What is needed is an exact copy of the data below, pictures excluded.

RECORDS:
>>>

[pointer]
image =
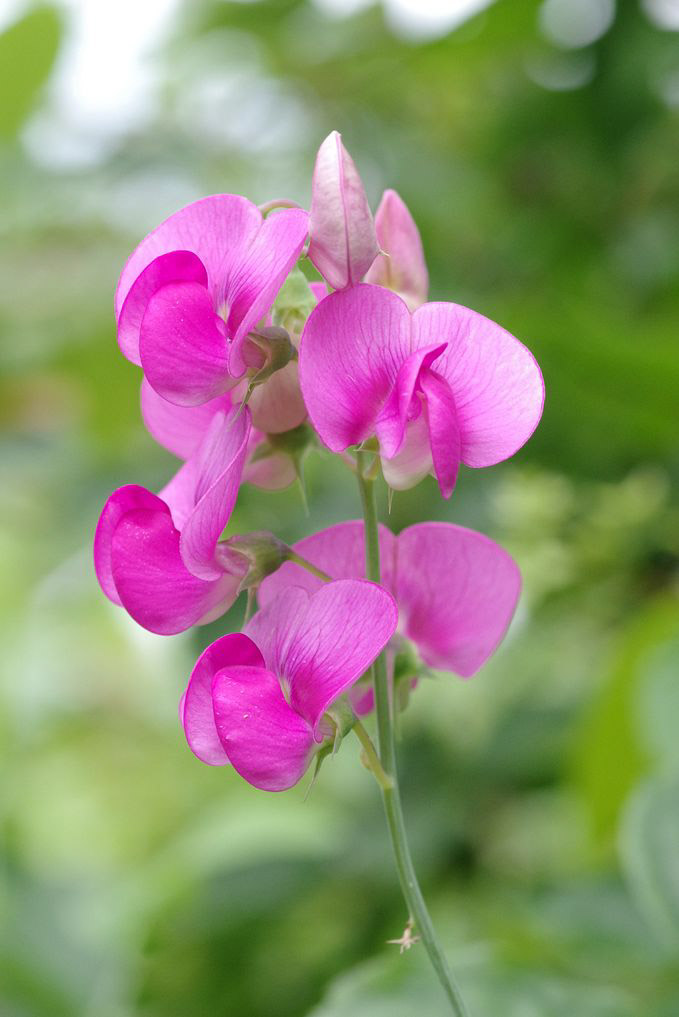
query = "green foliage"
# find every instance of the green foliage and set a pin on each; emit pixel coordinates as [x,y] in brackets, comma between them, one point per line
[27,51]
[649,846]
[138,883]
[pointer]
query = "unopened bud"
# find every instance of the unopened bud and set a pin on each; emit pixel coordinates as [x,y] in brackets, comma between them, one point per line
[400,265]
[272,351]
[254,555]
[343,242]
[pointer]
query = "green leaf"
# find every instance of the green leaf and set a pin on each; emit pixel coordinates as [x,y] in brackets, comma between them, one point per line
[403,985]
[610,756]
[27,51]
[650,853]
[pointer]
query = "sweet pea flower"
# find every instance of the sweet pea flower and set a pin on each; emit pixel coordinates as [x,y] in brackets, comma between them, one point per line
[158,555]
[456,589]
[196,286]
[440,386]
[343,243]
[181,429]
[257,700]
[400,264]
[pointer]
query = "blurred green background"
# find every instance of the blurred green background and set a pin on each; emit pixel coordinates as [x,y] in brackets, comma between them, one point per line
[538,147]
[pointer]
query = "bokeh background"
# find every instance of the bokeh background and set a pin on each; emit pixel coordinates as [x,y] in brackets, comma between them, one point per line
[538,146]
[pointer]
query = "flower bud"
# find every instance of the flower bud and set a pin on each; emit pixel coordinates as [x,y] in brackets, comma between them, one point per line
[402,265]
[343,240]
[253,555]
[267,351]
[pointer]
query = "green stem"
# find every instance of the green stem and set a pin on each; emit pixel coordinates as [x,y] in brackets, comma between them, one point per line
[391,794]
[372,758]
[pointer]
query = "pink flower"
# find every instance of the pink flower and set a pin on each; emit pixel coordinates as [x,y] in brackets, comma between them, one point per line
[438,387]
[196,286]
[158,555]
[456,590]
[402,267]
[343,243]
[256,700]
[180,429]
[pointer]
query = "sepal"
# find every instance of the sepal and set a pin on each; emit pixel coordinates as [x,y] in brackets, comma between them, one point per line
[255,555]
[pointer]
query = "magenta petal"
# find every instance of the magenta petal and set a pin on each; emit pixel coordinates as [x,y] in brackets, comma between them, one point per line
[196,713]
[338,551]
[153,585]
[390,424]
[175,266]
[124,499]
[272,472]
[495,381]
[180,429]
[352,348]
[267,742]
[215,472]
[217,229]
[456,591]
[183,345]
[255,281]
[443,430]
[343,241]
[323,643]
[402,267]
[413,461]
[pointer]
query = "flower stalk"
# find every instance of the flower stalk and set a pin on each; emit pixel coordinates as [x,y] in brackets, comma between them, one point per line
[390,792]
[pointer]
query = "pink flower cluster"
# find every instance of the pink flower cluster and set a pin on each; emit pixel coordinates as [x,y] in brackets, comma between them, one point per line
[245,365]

<<<

RESPONSE AREA:
[pointer]
image =
query = "green foliage"
# find every instance of the green foliage and set a pin on each; emit pixel coordinates as [x,y] in brackets, comma between them, one point per line
[27,51]
[649,846]
[138,883]
[pointer]
query = "unopened bud"
# find every instance of the unopened bud and set a pin on each; emit pixel coordinates as [x,y] in brackets, comma between them, one point per line
[400,265]
[272,351]
[254,555]
[343,242]
[pointer]
query = "green leaf"
# find every instance of the green leaf and set a pin on each; emit pixel coordinates as [x,y] in brackets, comma between them, one point per line
[403,985]
[610,756]
[27,51]
[650,853]
[pointer]
query = "sweet pea flower"
# find every instance of the sweet pea flower and set a pin on each; emit pixel coordinates as [x,y] in brackets, comma between them, one point per line
[158,555]
[456,589]
[196,286]
[440,386]
[343,243]
[181,429]
[257,700]
[400,264]
[pointer]
query = "blurred green background"
# find every instance of the blurred green background and set a pin on each; emit pixel coordinates as [x,y] in brackets, comma between them, one point per line
[538,147]
[pointer]
query = "bokeh background"
# find every instance of the bokeh background and set a pin on each; emit pixel coordinates as [x,y] in brackets, comma between them, one point per line
[538,146]
[pointer]
query = "flower bud"
# find every instance of the flower bud and set a pin on each; emit pixel coordinates as [x,y] in brackets, comma between them, one point per line
[402,265]
[343,240]
[253,555]
[267,351]
[pointer]
query = "green stem"
# find every instance of the green stem and set a pin on each; emit pixel coordinates as [x,y] in brackets, comma between them, one point per line
[391,794]
[372,758]
[pointer]
query = "pink flower"
# find every instance of the pink flower and set a pin on each; emit pixel coordinates as [x,y] in brackets, comma between them, one point per line
[438,387]
[196,286]
[158,555]
[456,590]
[402,267]
[343,243]
[256,700]
[180,429]
[pointer]
query = "sepal"
# find every instance of the sepal and set a pin on each; emit pixel coordinates as [x,y] in brackets, comma between them, one point per line
[255,555]
[pointer]
query = "magenta petal"
# find every instance of the magenta petal and set a pin on each; emit pixel coordinates as [x,y] in brackets, comma between them, one point per line
[196,713]
[338,551]
[153,585]
[390,424]
[175,266]
[124,499]
[272,472]
[495,381]
[180,429]
[352,348]
[267,742]
[215,472]
[217,229]
[456,591]
[183,345]
[255,281]
[443,430]
[343,241]
[323,643]
[402,267]
[413,461]
[pointer]
query = "flower stalk"
# find every instance of the flower stalk and set a pin on each; emit pixel coordinates as [x,y] in brackets, comma between them, one point per line
[390,792]
[pointer]
query = "pink flower cluster"
# find every instance of the pink flower cluster and set a pin on each; emit pixel coordinates as [x,y] in brackets, comma between them, one point per line
[245,365]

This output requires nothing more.